# Data Science with pandas

Data analysis heavily depends on the characteristics of the chosen research subject, but we can still identify  main common data analysis steps as follows:
- Define the problem or objective (research question);
- Design/perform experiments and collect data;
- Data Exploration and Visualization;
- Data Cleaning and Preparation;
- Data Analysis and Modelling;
- Result Interpretation;
- Reporting and Visualization.

While tasks like finding a relevant research question and interpreting data are challenges for the critical and analytical skills of the single researcher, all the tasks related to data manipulation, from data reduction and statistical analysis to modelling and visualization, require a systematic use of a quite large variety of software. No need to say that implementing such software yourself from scratch would require a huge amount of time, without even mentioning all the issues related to software mantainance. Luckily for us, people have already devoloped software with specific tools for data analysis. These tools are organised into *packages* or *libraries*, they usually are openly available (according to the programming language you use), and they keep to be mantained and developed by a huge community of users. In particular, for python programmers, the most popular data analysis library is Pandas.

_DATASET ENTRIES_

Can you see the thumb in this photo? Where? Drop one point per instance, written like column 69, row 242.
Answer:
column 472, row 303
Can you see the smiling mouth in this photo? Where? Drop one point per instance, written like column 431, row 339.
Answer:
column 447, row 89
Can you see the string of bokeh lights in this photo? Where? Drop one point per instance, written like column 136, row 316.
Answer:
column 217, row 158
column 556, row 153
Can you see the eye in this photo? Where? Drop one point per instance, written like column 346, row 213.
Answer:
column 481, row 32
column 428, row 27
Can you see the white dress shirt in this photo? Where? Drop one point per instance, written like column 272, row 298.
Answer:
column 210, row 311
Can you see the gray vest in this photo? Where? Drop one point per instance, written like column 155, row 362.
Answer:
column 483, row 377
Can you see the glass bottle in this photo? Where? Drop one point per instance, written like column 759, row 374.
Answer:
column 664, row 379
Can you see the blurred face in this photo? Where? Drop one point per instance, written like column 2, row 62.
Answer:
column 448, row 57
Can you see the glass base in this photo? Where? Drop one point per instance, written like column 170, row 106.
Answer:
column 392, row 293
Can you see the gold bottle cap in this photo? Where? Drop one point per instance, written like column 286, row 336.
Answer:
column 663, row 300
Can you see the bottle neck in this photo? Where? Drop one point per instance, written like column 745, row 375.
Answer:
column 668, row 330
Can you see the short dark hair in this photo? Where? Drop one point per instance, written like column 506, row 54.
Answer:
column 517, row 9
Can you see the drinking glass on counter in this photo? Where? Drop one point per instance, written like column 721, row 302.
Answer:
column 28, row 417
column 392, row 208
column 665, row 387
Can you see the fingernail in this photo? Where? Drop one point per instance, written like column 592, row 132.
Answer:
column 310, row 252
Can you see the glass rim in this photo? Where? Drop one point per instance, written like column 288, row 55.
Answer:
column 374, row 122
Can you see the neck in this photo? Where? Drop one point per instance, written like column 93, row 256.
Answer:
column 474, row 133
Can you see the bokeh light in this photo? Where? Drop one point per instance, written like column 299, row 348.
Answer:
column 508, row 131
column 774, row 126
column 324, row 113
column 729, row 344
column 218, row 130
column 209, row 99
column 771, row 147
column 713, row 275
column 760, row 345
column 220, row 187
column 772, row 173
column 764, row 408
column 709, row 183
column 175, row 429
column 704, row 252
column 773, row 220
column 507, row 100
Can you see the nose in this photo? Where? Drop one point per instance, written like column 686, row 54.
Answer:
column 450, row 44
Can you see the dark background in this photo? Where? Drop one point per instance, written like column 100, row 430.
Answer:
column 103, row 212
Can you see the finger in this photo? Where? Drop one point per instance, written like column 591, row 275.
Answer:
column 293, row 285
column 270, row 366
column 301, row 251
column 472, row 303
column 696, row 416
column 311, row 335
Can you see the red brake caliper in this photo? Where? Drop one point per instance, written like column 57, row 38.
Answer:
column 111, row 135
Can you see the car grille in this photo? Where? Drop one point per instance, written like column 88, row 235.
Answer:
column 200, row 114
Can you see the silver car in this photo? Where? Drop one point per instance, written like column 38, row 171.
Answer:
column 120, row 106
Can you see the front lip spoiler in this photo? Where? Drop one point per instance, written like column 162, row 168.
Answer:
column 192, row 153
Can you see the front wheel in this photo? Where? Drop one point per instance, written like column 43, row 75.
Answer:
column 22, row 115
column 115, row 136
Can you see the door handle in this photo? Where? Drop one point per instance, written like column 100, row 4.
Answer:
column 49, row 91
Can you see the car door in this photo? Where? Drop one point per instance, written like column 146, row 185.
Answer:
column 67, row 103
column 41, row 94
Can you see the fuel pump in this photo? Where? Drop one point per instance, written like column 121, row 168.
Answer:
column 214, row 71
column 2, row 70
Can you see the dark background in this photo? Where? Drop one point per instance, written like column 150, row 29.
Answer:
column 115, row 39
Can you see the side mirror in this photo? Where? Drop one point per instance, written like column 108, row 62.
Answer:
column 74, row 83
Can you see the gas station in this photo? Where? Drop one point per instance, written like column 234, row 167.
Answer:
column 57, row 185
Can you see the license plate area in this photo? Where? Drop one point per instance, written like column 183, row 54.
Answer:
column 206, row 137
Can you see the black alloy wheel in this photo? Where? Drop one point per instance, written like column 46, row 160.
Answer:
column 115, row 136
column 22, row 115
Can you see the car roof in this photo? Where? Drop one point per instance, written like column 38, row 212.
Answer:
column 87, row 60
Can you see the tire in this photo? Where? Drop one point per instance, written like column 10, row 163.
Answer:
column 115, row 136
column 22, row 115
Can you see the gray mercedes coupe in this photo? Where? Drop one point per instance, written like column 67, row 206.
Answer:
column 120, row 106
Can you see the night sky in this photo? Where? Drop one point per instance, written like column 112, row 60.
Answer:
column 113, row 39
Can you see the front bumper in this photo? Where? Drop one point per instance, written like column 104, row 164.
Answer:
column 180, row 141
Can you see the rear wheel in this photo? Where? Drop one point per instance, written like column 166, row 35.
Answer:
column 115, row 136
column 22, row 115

_TO BE DONE_
(1) From the pandas text, list the main common data analysis steps it identifies.
(2) Quote the pandas text from "Data analysis heavily" up to and including "Reporting and Visualization.".

_TASK-BY-TASK OUTPUTS_
(1)
- Define the problem or objective (research question)
- Design/perform experiments and collect data
- Data Exploration and Visualization
- Data Cleaning and Preparation
- Data Analysis and Modelling
- Result Interpretation
- Reporting and Visualization

(2)
Data analysis heavily depends on the characteristics of the chosen research subject, but we can still identify  main common data analysis steps as follows:
- Define the problem or objective (research question);
- Design/perform experiments and collect data;
- Data Exploration and Visualization;
- Data Cleaning and Preparation;
- Data Analysis and Modelling;
- Result Interpretation;
- Reporting and Visualization.